TEXT SECTION
= = = = = = =

When the guests arrive, little do they know what they are letting themselves in for - and neither did I. At first it starts off as a typical Coward play, all witty words and decent humour. But as the play progresses it becomes more bizarre as it goes on, starting with an excruciating parlour game that the family insist on involving the increasingly reluctant guests in and then a plot twist where Sorel's older boyfriend Richard (who insists he hasn't that inclination towards her) ends up kissing Judith, who immediately declares she must leave her husband to him, but how they must keep their relationship secret from her daughter. The poor chap is startled by her dramatic declarations, but when she does the same sort of theatrics upon discovering her daughter Sorel with Judith's young lover Sandy it becomes increasingly wearisome and strange. When her husband David comes in from the garden with Myra Arundel and declares the same thing, it becomes clear this family is not normal - not least to the guests!
By this point I began to find this comedy tiresome. What had started out witty enough becomes a infuriating self absorbed bore, and feels almost insufferably smug about how clever it thinks it is in regarding the Bliss family as people who should be indulged in their "eccentric ways" just because they are wealthy. They become neither amusing or lovable, but wearisome and irritating. I recall watching the Susan Stephen film "Father's Doing Fine" (1952), which was at times an exhausting film to watch with it's eccentric family. But at least it has a plot and conclusion to it - here there seems to be no rhyme or reason to Hay Fever! What is the actual point to this play? You couldn't help but feel sorry for the guests that find themselves trapped in this self indulgent madhouse, with the family using them to play out their own theatrical fantasies. It's not as if I can fault the performances. Both Phoebe Nicholls and Michael Siberry as the Bliss children hold their own admirably against their more experienced elders, such as Patricia Hodge, Benjamin Whitrow and Penelope Keith, who I felt was rather too theatrical as Judith. Susan Wooldridge was sympathetic as poor, shy Jackie Coryton, who wondered what on earth she had let herself in for, while I lament the fact that the wonderful Joan Sims is so underused in this, as she steals the few scenes she is in.

= = = = = = =

AVAILABLE DATA
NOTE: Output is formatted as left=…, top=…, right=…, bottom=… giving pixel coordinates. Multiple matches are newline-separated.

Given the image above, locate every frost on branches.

= = = = = = =

CHALLENGES
**a.** Answer these questions using the Hay Fever review.
(i) Who comes in from the garden with Myra Arundel?
(ii) Which actress played Jackie Coryton?
(iii) With whom does Judith discover her daughter Sorel?
**b.** Carry on the Hay Fever review, starting after its last sentence.

ANSWERS GIVEN
**a.**
(i) David, Judith's husband.
(ii) Susan Wooldridge.
(iii) Sandy, Judith's young lover.

**b.**
But in the end what started out as vaguely amusing and witty ended up irritating me, and the whole thing seemed an utterly pointless exercise in self indulgence. It's hard to believe that this play was written by a man who would later go on to write such film classics as Blithe Spirit, Brief Encounter and This Happy Breed. In one of the few scenes where someone actually snaps and rails against the Bliss family, Patricia Hodge's character Myra sums up everything for me when she says to Judith "I'm not going to spare your feelings or anybody else's. You're the most infuriating set of hypocrites I've ever seen. This house is a complete featherbed of false emotions. You're posing self centred egostists and I'm sick to death of you!" I know it's all a matter of opinion in the end, but Myra's sentiments said it all for me. By the end of this I was thoroughly sick of Hay Fever and it's crazy inhabitants.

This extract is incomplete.